YOUR GOAL -> Pick out every line in the entries below that contains the string "range", and copy each one. Letter case counts.

Pointing records
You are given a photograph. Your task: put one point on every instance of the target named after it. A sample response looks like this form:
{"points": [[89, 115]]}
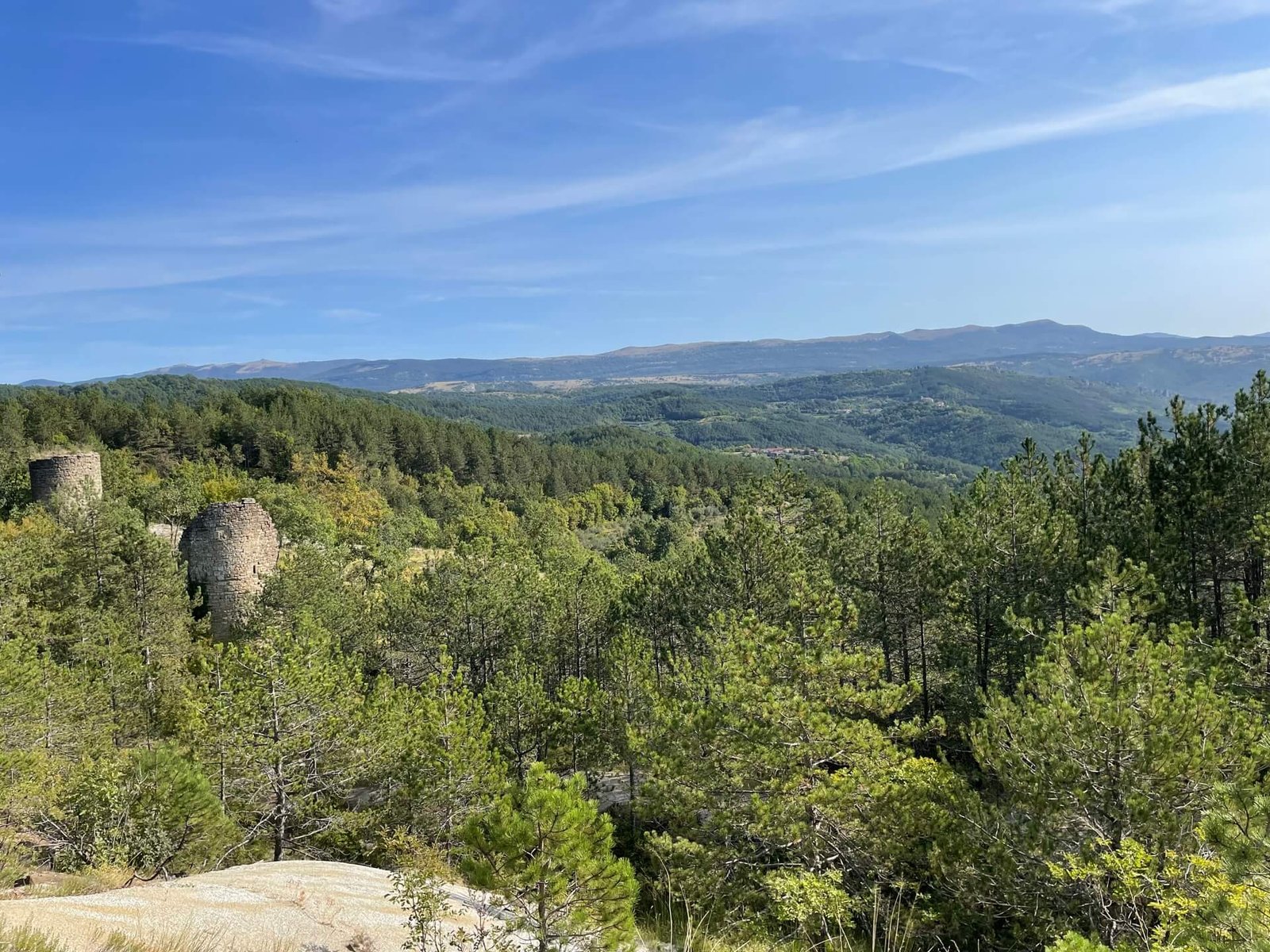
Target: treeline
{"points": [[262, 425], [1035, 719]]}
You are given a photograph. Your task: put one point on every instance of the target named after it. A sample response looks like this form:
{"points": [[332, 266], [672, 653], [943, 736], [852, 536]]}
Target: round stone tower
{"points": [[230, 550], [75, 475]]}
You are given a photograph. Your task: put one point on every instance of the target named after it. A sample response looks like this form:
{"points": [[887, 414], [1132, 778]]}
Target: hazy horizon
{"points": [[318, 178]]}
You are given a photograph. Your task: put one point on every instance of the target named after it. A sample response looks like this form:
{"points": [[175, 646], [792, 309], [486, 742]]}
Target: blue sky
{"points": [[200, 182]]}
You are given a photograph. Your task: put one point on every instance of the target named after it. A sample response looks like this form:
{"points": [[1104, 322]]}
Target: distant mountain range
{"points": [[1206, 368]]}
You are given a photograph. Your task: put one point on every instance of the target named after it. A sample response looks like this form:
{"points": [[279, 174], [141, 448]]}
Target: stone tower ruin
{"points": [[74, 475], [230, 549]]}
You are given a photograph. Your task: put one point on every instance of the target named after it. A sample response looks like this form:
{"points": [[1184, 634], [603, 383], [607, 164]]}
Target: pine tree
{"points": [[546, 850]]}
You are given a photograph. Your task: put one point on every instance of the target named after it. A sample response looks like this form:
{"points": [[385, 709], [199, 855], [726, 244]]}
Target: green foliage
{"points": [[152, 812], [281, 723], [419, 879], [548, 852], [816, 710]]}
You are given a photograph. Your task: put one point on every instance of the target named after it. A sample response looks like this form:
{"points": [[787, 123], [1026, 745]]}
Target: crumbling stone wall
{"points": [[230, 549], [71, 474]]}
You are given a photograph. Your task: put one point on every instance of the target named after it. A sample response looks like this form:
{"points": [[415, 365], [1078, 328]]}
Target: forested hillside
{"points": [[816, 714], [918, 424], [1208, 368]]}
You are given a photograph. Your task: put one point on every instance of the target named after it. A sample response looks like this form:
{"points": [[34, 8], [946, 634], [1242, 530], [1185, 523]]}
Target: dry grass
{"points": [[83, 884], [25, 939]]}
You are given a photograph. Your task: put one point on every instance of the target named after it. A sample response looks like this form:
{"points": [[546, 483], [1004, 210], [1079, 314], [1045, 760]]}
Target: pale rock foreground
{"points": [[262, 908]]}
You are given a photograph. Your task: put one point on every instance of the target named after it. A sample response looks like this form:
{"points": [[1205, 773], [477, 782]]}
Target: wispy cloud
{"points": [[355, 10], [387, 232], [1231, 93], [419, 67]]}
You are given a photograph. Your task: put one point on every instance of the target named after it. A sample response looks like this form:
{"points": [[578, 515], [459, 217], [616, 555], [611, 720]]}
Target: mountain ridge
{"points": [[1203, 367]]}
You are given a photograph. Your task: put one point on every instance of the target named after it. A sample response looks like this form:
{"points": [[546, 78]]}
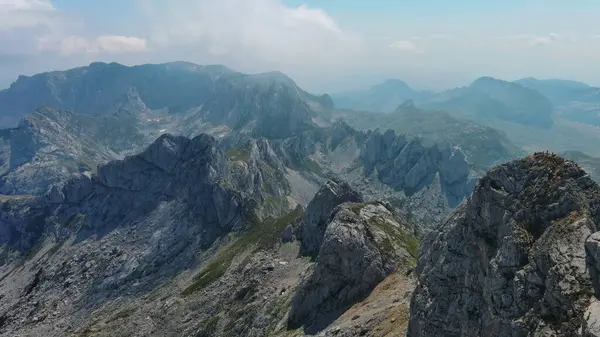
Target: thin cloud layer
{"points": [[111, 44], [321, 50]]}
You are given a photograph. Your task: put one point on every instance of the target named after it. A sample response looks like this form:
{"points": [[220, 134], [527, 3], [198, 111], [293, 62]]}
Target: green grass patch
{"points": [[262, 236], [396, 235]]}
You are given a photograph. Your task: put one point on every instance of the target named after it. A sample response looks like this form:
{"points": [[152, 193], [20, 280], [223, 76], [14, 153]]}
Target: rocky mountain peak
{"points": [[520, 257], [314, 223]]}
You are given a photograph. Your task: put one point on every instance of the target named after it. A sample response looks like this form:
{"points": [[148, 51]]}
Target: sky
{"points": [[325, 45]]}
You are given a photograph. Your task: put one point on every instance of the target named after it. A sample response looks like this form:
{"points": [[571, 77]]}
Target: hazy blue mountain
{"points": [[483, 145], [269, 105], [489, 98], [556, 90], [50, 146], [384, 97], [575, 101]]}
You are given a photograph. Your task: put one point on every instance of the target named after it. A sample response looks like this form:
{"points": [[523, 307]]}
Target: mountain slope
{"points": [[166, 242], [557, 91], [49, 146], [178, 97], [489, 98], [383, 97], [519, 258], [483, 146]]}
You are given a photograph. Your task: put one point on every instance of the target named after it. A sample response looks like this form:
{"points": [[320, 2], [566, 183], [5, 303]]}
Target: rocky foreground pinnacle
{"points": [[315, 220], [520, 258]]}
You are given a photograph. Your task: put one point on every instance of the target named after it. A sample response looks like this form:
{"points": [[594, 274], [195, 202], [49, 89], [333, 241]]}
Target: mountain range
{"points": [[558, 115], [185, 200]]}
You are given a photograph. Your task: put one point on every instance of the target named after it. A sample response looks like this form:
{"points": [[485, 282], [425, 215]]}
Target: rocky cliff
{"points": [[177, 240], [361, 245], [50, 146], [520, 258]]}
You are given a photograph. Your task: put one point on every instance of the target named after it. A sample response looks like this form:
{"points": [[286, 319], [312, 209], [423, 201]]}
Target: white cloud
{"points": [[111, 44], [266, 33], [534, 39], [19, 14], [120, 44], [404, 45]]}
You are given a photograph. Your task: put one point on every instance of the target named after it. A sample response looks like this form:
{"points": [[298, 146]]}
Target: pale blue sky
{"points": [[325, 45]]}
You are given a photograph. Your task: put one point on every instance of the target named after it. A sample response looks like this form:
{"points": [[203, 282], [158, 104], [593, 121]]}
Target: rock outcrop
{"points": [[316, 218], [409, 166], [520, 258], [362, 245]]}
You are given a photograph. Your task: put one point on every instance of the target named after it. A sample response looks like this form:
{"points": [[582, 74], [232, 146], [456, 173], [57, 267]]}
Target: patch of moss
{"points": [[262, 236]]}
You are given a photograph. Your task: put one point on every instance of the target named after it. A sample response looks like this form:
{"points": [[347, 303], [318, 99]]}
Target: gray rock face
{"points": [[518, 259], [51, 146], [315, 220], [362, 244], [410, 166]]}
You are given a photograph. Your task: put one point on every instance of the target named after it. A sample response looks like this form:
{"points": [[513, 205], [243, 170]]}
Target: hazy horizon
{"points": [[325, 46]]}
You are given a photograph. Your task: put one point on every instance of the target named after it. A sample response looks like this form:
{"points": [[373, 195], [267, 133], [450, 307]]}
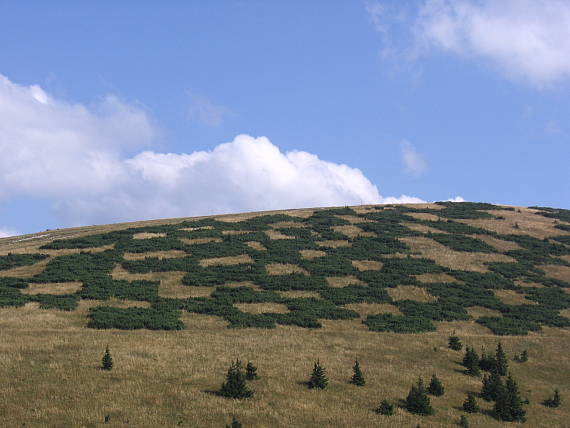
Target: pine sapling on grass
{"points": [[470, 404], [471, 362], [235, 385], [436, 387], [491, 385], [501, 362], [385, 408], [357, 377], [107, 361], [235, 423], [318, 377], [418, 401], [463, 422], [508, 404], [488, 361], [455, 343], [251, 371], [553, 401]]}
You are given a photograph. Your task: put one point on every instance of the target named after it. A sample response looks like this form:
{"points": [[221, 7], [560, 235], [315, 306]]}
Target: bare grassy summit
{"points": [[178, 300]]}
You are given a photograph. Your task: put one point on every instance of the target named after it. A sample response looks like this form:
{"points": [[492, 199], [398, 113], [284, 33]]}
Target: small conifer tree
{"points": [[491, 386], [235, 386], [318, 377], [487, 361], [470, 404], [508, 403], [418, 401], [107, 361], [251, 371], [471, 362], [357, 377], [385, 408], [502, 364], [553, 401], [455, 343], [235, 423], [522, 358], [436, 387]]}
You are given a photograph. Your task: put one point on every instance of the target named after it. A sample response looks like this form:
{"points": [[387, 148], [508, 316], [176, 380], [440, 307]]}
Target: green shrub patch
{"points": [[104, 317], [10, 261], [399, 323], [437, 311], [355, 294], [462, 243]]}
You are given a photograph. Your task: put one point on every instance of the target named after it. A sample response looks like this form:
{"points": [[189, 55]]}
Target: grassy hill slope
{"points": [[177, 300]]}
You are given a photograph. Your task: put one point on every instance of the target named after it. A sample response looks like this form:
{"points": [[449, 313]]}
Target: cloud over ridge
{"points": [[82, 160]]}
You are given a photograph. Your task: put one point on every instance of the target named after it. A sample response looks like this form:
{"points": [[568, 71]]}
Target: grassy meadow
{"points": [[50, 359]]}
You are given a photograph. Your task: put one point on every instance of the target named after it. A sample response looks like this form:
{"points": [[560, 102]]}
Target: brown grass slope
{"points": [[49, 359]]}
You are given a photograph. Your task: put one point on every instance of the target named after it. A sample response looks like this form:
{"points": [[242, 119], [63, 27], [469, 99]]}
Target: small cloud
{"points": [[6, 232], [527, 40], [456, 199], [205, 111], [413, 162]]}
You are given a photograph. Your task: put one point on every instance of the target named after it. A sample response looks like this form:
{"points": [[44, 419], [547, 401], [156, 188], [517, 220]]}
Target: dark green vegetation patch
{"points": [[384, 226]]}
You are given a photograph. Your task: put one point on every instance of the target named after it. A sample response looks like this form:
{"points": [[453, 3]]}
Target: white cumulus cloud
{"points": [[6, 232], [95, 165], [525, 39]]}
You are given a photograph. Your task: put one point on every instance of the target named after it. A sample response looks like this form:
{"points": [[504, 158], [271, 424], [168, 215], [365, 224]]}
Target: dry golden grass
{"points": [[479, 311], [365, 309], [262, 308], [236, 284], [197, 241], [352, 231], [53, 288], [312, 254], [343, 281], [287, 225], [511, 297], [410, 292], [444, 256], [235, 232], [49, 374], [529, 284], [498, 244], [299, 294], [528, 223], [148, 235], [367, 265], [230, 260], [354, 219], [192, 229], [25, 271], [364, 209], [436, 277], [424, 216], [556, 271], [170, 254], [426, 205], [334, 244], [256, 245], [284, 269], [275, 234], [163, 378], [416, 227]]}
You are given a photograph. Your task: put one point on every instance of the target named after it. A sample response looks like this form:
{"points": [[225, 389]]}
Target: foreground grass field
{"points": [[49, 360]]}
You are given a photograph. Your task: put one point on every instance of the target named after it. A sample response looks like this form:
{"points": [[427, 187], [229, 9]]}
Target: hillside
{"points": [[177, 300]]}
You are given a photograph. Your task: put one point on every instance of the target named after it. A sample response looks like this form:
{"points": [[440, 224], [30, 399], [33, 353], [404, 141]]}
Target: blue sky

TASK ANSWER ->
Target: distant mountain range
Target: mountain range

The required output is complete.